▸ **SOURCE PASSAGE**:
----------

Southern California Coldwell Banker Realty President, Jamie Duran, notes the following regarding the Southern California Real Estate Market as of October 31, 2021.
- Housing has pretty much lined up in favor of sellers since 2012.
- Even as the pandemic persists and economic uncertainty rises, the housing market, although showing small signs of some normalization, remains remarkably resilient.
- Beginning in July of 2020 through today, the market began rebounding from the pandemic with a flourish and show no signs of letting up.
- Buyers are still faced with crowds of interest on just about every home that hits the market.
- Multiple offers are still the norm and homes are selling in record short periods of time.
- It is more important than ever to have a trained, full-time, experienced Realtor to represent your interests in what is usually the largest financial transaction of your life.
Current inventory levels remain an issue:
- Southern California began October of 2021 with 37,433 active listings 52% below pre-Covid levels of September of 2019.
- New listings continued their three-month downward trend. This month, 19,106 new listings hit the market. This was a 26% decrease from the prior month of September 2021 when 25,673 homes went up for sale.
- Closed sales of 35,969 were 53% more than last month but were 31% less than October of 2020 when the Southern California real estate market roared back from the pandemic induced slump.
- Active listing inventory remained flat with the prior month, but remained well below typical inventory levels at this time of year. October active listings were 52% and 34% lower than inventory levels in October of 2019 and 2020 respectively.

----------

▸ **DATA SECTION**:

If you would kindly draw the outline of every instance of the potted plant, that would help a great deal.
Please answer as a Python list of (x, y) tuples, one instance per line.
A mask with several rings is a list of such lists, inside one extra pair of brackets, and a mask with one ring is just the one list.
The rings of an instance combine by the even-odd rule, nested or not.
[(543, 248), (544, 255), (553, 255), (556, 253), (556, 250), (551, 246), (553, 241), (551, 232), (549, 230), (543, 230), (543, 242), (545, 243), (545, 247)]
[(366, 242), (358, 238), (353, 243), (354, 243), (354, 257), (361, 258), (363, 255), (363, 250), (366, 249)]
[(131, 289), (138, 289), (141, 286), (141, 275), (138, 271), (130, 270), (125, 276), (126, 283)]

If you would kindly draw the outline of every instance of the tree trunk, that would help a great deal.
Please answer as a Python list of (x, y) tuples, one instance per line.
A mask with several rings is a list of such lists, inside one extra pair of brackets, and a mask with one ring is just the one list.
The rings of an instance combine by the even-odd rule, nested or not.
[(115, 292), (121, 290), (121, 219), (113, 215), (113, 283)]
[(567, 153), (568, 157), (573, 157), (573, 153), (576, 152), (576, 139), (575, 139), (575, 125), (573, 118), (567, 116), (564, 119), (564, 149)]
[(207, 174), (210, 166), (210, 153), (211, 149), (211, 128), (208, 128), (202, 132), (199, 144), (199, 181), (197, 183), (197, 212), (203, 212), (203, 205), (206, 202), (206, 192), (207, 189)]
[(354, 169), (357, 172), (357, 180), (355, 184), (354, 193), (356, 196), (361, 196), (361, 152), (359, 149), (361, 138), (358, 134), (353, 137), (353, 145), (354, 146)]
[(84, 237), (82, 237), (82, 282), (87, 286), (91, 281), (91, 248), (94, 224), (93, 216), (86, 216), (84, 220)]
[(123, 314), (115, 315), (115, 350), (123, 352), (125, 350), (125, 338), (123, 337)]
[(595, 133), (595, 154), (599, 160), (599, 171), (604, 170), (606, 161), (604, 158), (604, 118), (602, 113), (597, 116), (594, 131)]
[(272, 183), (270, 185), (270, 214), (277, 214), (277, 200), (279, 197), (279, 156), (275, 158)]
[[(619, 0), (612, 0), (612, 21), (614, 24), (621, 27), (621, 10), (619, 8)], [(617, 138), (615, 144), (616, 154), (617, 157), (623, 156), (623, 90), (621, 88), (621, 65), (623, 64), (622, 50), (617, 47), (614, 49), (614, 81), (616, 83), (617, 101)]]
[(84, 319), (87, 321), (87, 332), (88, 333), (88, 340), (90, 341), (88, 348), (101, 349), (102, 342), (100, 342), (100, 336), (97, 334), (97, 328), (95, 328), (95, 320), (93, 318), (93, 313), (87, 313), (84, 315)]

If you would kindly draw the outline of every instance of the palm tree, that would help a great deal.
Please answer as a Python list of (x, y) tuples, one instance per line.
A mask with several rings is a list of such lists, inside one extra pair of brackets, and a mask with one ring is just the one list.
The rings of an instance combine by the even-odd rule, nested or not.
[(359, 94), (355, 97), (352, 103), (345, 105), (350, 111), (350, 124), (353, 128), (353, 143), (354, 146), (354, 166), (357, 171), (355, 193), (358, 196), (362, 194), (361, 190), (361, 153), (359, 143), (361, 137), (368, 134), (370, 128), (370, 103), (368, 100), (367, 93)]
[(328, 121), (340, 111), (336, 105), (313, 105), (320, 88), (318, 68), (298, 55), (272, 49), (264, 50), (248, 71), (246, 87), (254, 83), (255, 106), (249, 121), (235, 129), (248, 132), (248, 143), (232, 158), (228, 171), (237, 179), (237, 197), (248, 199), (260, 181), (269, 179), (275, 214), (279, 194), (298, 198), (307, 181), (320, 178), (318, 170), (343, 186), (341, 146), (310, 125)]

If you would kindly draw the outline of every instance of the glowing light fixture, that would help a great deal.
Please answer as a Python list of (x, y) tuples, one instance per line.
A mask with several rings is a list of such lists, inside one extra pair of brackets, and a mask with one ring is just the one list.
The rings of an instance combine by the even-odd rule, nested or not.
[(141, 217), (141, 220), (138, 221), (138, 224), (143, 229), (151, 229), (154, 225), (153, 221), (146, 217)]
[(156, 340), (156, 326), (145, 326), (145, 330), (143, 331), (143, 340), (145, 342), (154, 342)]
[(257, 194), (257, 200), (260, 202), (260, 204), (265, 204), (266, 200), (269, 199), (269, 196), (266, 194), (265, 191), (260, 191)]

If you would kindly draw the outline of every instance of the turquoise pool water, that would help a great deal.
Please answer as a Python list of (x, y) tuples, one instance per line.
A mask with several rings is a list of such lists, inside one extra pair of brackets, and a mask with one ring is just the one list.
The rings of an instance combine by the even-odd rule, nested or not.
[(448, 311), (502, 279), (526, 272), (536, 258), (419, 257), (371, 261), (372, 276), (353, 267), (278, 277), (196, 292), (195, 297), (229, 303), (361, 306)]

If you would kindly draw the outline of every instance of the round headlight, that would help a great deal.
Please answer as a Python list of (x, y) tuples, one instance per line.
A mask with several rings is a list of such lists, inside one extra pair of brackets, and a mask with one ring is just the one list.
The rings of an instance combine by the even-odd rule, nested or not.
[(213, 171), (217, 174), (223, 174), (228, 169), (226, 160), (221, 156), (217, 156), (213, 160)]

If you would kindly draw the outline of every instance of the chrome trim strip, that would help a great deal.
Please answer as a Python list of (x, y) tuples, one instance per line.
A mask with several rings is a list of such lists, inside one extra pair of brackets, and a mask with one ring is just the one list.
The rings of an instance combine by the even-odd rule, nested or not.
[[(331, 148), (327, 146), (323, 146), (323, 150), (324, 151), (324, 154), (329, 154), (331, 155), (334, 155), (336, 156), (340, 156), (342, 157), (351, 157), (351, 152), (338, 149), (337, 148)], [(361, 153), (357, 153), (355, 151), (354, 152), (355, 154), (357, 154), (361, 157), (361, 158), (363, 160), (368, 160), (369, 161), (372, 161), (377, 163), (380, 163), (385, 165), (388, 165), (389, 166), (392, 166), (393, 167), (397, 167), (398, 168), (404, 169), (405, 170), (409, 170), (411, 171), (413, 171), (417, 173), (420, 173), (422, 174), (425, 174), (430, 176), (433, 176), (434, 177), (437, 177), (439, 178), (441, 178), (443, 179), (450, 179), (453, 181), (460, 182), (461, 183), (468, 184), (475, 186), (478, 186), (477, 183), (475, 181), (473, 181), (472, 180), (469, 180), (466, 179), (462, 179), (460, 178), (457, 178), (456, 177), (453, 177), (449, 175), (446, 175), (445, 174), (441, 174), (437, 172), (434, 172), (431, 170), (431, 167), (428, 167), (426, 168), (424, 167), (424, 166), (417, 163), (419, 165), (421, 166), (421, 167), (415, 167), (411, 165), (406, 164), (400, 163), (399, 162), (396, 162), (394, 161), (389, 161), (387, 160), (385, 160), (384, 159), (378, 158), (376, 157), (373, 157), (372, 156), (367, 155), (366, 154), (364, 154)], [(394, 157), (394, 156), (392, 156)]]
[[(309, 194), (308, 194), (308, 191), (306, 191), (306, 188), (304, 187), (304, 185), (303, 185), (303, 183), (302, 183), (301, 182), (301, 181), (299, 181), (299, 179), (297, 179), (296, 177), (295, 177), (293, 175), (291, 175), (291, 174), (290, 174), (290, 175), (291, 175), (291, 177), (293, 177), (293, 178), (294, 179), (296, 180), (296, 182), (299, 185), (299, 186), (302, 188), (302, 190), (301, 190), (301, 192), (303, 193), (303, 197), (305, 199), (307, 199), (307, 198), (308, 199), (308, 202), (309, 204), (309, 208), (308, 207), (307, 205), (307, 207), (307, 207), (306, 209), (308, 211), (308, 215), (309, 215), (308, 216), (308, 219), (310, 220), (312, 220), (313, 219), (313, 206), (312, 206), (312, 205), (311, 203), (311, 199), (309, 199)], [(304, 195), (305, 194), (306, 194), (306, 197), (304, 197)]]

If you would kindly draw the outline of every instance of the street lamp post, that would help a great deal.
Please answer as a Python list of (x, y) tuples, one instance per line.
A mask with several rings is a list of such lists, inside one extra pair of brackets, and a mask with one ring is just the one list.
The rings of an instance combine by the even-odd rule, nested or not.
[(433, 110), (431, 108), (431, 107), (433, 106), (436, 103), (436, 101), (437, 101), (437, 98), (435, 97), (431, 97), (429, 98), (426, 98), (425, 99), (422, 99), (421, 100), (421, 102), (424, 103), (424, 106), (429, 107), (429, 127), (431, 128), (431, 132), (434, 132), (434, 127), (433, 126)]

----------

▸ **TASKS TO CARRY OUT**:
1. According to the Southern California real estate report, how many homes went up for sale in September 2021?
2. Write the next part of the Southern California real estate report, picking up after its final sentence.

▸ **ANSWERS BY TASK**:
1. 25,673 homes.

2.
- The average selling price for a home remained above one million dollars at $1,022,140 for the seventh straight month since reaching that milestone in April. This average sales price reflects a 16% improvement in the last year.
Duran thought back over her career and wondered if it be 2013 and 2018 all over again?
- Like today, in 2013 there was a very limited supply of available homes to purchase, creating a supply crisis.
- Market time was very low, below 40 days to start the year. Compare that to the insanely low market time of today at 21 days.
- In 2013, the inventory remained at a low level until it started to climb in April. It peaked in October of 2013 almost doubling from its peak in March. What changed? Mortgage rates. They started 2013 at just over 3.25%, went to 4% in the Summer and surpassed 4.5% in the fall.
- In 2021, rates have been at 3% or below most of the year but are beginning to inch up.
- When rates rise, affordability diminishes. As a result, the inventory rises.
- Interest rate increases caused a decrease in demand of 27% from its peak in 2013.
- 2018 also began the year with a supply crisis.
- Interest rates rose rapidly from 4% to 4.5% in the first quarter, making its rate to almost 5% by November.
- Demand dropped 28% from its peak and the inventory doubled, resulting in a balanced market (represented by an Expected Market Time between 90 and 120 days).
- In the first week of 2021 rates were at a low of 2.65%
- Rates have only risen to 3.14%, which historically still feels like an all-time low.
- Even with an increase to 3.5%, little relief would be felt at the inventory level.
- If rates do climb to 4% and above, it would make the market shift to more of a buyer’s market.
- Freddie Mac forecasted a couple of weeks ago that mortgage rates will rise to 3.5% a year from now, so there it would appear that there is no end in sight to this seller’s market.
The High-end Luxury Market is Strong
- In the last twelve months ended 10/31/21, sold volume of homes greater than $10,000,000 once again doubled to $17,677,295,014 from $8,822,085,050 in the prior twelve-month period.
- Volume of homes sold greater than $5,000,000 also almost doubled in the last twelve months ended 10/31/21 to $46,448,741,924 from $23,976,014,650 in the prior twelve-month period.
In conclusion, Duran stresses the importance of four key elements that will impact the Southern California real estate market into 2022:
- As pandemic travel restrictions dissipate, the re-emergence of foreign buyers further increase demand, particularly at the high end.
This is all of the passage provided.